## Data supplied
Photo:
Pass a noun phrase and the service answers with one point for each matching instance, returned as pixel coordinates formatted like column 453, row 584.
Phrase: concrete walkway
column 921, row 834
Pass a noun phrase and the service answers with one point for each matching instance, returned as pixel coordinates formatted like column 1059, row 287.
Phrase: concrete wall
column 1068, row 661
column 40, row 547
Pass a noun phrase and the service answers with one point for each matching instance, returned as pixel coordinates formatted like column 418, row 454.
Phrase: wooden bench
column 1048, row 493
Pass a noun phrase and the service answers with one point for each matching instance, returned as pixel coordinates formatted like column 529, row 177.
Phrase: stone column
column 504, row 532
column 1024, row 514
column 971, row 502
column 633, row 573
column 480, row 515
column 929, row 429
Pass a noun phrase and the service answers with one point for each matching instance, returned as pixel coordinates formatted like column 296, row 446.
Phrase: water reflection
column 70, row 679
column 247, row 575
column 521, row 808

## The task
Reproduce the part of the data that opens with the line containing "529, row 177." and closes with the line containing "column 929, row 429", word for word, with both of those lines included.

## Task response
Pass a noun phrase and the service answers with one point for each matching instance, returned as pixel coordinates formatted like column 529, row 177.
Phrase: stone column
column 504, row 532
column 1024, row 514
column 971, row 502
column 633, row 573
column 480, row 515
column 929, row 429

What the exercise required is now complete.